◆ **Aim of the exercise**
Only the lines from the one containing "Identify a point on every instance of the dense" through the end of the material are to be echoed, each exactly as it appears.

◆ **Provided data**
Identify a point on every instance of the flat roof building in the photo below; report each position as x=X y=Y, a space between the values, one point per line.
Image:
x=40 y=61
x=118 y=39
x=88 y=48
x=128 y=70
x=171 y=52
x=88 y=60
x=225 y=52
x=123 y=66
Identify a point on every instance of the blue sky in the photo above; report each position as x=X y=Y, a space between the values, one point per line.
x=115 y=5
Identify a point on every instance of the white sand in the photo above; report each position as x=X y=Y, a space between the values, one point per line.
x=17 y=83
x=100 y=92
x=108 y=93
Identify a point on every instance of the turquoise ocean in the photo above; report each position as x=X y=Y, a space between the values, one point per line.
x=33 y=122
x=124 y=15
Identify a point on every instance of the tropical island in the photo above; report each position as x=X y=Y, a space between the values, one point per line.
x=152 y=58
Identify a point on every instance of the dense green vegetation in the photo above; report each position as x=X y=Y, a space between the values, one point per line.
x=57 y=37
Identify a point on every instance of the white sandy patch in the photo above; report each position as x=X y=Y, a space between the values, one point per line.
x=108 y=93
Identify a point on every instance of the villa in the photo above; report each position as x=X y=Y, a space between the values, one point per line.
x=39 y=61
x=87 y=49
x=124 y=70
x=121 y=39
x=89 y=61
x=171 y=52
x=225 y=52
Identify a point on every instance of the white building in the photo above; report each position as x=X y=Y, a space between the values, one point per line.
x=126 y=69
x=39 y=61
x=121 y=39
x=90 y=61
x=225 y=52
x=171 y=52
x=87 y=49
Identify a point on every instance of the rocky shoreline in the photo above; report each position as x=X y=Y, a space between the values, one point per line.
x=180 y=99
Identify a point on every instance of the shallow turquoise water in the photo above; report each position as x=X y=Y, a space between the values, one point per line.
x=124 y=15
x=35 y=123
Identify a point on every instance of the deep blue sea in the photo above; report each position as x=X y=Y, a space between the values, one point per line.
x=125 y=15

◆ **Result**
Identify a point on every instance of the dense green vegetation in the photo above; report each position as x=X y=Y, a space between the values, one point per line.
x=57 y=37
Identify a point on every instance of the white sandy patch in the photo above; report each position as x=X y=Y, a space between the values, one point per line.
x=108 y=93
Identify a point on every instance of the villa in the photo above; report each position as x=X y=Y, a space between the values, one point per line.
x=39 y=61
x=87 y=49
x=124 y=70
x=121 y=39
x=89 y=61
x=171 y=52
x=225 y=52
Identify a point on every instance of the white building in the photo above; report each position as x=X y=Y, a space between the values, one point per line.
x=126 y=69
x=39 y=61
x=121 y=39
x=90 y=61
x=225 y=52
x=171 y=52
x=87 y=49
Identify a point on every instance of the rocky shoreline in the photo above; report each position as x=X y=Y, a space between the values, one point per line.
x=180 y=99
Identify a point on every instance of the shallow turquoise water in the photo above; report each position as x=X y=Y, a space between the values, one point per line.
x=124 y=15
x=35 y=123
Identify a point on every instance of the deep blue sea in the photo above; report each position as x=X y=Y, a space between the values, one point per line.
x=125 y=15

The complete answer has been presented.